- [Exercise aim] Exact reproduction is needed for the lines from the one with "Query: street pavement" to the end of the listing below, and for no other lines.

========================================================================

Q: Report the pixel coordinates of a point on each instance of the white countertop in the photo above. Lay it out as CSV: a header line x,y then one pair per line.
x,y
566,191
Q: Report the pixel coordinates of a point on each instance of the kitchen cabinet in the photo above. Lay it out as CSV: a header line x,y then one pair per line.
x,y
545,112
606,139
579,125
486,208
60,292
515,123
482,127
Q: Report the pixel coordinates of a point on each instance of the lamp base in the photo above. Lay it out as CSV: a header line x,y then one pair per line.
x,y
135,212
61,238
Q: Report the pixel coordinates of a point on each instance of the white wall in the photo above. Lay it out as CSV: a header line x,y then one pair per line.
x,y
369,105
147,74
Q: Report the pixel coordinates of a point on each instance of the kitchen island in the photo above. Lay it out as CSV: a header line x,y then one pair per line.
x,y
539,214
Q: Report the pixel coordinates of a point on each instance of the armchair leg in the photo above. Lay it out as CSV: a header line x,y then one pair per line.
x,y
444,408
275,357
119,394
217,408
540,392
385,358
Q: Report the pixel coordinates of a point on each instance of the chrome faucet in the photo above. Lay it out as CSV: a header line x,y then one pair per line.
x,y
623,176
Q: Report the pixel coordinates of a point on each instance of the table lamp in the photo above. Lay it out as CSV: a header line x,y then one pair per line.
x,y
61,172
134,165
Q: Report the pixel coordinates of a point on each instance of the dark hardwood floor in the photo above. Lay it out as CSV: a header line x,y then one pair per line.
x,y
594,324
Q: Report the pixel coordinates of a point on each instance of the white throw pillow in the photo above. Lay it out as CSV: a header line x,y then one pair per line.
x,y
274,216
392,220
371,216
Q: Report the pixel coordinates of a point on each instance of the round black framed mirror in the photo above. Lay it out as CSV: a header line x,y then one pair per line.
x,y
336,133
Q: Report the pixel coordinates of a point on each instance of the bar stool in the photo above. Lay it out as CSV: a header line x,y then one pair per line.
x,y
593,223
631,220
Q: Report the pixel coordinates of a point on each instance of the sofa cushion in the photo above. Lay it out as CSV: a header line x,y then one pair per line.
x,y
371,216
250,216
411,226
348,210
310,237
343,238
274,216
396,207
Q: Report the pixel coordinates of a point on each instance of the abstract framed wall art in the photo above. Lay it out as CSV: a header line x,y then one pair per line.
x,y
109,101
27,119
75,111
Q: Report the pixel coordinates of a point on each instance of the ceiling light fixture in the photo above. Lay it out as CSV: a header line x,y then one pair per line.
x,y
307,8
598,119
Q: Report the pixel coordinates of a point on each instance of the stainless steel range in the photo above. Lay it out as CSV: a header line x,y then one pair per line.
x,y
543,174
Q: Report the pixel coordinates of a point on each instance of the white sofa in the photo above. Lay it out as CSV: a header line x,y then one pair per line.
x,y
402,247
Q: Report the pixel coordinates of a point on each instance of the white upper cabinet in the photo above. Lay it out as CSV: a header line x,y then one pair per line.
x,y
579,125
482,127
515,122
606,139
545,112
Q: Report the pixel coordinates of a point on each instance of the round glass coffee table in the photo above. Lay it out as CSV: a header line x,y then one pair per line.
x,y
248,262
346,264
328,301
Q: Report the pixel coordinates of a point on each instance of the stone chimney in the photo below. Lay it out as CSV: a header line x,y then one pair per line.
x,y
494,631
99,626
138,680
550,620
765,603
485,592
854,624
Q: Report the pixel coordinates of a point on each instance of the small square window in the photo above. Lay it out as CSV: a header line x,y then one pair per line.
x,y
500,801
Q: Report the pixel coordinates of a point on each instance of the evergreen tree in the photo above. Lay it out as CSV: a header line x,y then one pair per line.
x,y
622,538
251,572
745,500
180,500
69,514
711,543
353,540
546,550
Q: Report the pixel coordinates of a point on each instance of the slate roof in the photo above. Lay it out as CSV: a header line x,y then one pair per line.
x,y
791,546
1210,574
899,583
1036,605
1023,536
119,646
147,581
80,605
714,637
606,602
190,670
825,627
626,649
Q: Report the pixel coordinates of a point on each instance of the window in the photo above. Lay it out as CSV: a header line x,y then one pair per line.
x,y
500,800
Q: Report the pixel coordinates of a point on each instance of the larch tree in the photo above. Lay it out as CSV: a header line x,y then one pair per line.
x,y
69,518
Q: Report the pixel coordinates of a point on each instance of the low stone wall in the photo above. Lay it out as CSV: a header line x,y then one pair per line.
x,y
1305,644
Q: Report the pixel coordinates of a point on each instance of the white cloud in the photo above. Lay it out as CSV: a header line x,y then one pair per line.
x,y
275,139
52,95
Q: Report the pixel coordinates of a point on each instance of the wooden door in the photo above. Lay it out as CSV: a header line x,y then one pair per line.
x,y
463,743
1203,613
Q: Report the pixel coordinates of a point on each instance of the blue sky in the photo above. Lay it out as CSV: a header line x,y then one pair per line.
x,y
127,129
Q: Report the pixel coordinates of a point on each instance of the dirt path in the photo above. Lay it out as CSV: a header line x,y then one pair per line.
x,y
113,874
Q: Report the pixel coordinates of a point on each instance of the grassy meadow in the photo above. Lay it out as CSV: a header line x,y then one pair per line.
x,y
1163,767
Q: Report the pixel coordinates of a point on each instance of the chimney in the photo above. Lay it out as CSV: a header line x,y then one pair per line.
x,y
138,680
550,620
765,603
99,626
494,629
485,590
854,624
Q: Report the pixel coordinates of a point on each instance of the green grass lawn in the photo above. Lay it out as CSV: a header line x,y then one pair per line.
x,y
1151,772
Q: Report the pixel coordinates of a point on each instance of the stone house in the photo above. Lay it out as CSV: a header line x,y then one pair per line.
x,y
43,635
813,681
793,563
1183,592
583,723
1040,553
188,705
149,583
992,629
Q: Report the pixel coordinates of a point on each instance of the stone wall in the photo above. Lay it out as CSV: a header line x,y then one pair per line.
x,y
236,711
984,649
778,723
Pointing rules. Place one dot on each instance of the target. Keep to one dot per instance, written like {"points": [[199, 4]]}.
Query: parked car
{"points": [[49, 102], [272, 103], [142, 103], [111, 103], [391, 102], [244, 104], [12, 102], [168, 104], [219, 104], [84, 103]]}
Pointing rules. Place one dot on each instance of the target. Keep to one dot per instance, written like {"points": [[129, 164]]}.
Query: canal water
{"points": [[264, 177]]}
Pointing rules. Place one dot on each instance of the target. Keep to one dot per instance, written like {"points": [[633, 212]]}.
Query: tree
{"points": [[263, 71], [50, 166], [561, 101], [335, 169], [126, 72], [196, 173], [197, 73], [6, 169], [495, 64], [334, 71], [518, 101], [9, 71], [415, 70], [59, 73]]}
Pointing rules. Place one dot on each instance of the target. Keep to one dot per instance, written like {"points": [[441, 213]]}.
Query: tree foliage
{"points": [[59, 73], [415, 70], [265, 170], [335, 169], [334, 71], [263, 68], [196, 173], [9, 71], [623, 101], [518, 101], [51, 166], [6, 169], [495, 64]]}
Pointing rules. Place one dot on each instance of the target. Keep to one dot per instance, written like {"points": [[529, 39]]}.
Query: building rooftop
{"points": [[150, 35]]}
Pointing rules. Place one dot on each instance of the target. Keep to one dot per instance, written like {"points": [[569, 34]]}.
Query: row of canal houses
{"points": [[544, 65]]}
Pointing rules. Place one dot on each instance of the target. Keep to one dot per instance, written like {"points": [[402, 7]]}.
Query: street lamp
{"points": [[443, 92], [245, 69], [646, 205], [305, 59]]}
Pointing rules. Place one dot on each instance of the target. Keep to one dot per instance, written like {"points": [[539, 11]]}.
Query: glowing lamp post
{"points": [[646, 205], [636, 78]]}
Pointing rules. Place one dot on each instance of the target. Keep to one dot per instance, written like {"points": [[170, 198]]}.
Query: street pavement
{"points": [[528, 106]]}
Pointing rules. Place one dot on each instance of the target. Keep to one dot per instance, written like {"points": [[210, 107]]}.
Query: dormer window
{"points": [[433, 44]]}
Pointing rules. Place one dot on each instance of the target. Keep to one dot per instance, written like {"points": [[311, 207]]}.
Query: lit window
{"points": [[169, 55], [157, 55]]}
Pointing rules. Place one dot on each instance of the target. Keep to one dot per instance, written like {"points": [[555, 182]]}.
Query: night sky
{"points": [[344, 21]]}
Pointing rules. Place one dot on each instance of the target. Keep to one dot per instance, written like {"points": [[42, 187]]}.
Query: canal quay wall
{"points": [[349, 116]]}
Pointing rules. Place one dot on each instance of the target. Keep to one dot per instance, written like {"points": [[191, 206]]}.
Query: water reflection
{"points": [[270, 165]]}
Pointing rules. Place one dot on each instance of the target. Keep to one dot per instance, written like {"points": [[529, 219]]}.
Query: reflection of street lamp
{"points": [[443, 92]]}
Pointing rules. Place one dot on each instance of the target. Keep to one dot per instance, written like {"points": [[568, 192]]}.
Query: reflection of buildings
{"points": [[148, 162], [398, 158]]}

========================================================================

- [Solution to this exercise]
Query: street pavement
{"points": [[528, 106]]}
Pointing rules. Place one dot on each instance of the target. Keep to one dot per instance, written like {"points": [[210, 107]]}.
Query: dormer window
{"points": [[433, 44]]}
Pointing rules. Place one dot on each instance of the target. Keep to one dot per instance, written like {"points": [[311, 207]]}.
Query: lit window
{"points": [[169, 55], [157, 55]]}
Pointing rules. Place one dot on each instance of the target. Keep to one dot per instance, written like {"points": [[555, 182]]}.
Query: night sky
{"points": [[344, 21]]}
Pointing rules. Place one dot on each instance of the target. Keep to one dot per instance, written like {"points": [[42, 187]]}.
Query: canal quay wall
{"points": [[349, 116]]}
Pointing rules. Place one dot on each instance of the target. Keep to one dot per instance, written like {"points": [[191, 206]]}.
Query: water reflection
{"points": [[270, 165]]}
Pointing rules. Place one dot on each instance of the target. Keep to one dot per instance, written like {"points": [[529, 219]]}.
Query: reflection of street lamp
{"points": [[443, 92]]}
Pointing rules. Place one dot on each instance of the target. Keep to one dot per instance, written like {"points": [[568, 192]]}.
Query: reflection of buildings
{"points": [[148, 162], [398, 158]]}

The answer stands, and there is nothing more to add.